:: Set of tasks ::
1/ List the cultivation themes that the book description names.
2/ Copy the passage of the book description from "Digital Media Influence" to "in the 1950s." without any changes.

:: Selection ::
— BEGIN —

March 2020 | 152 pages | SAGE Publications Ltd

Populism, misogyny, rampage murders. Digital media seem to lie at the heart of sinister, intractable social challenges. Curiously, the very societies who fear such things are often dismissive of media research. Addressing key issues affecting global media industries, this book explains how to solve the present conundrum by appreciating the historical development of cultivation theory.

Digital Media Influence ties cultivation themes, such as mean world syndrome, mainstreaming, the celebration of white male violence, the ridiculing of ageing women, the inhibition of activism, the mediatisation of religion and the erosion of trust in education, with contemporary digital media case studies. Considering the aftermath of the Parkland murders, political memes, Islamophobia, the fate of female reality TV stars and the bad press directed at media education, Ruddock shows how these phenomena are born of media practices that cultivation theory began to dissect in the 1950s.

— END —

:: Information shown ::

— BEGIN —

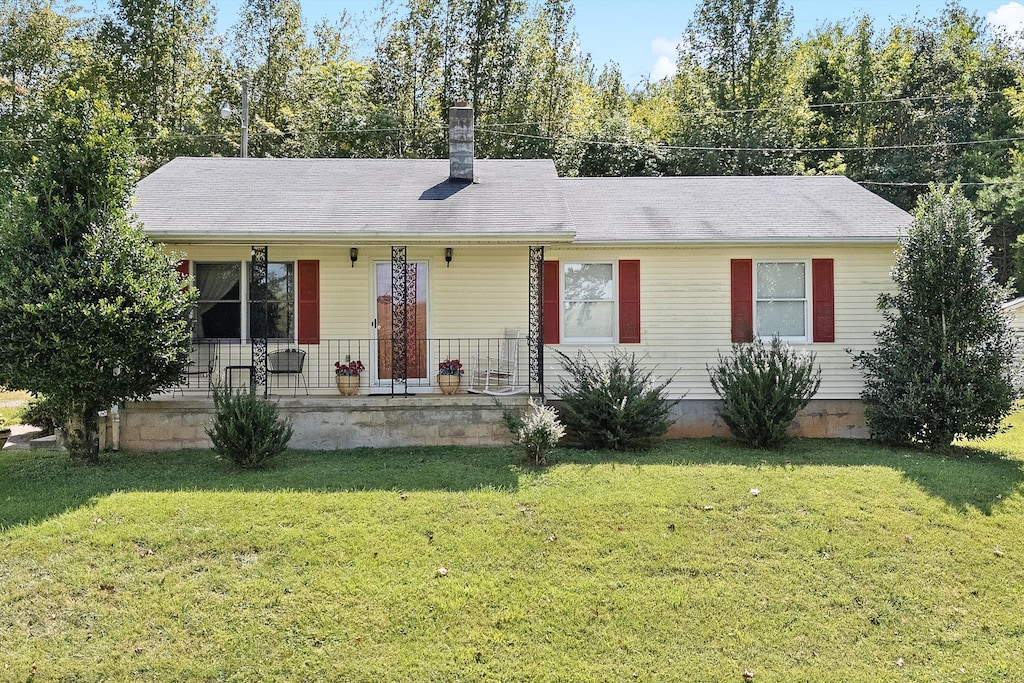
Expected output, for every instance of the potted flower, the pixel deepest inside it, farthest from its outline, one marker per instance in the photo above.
(449, 374)
(346, 375)
(4, 431)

— END —

:: Solutions to the exercise ::
1/
mean world syndrome
mainstreaming
the celebration of white male violence
the ridiculing of ageing women
the inhibition of activism
the mediatisation of religion
the erosion of trust in education

2/
Digital Media Influence ties cultivation themes, such as mean world syndrome, mainstreaming, the celebration of white male violence, the ridiculing of ageing women, the inhibition of activism, the mediatisation of religion and the erosion of trust in education, with contemporary digital media case studies. Considering the aftermath of the Parkland murders, political memes, Islamophobia, the fate of female reality TV stars and the bad press directed at media education, Ruddock shows how these phenomena are born of media practices that cultivation theory began to dissect in the 1950s.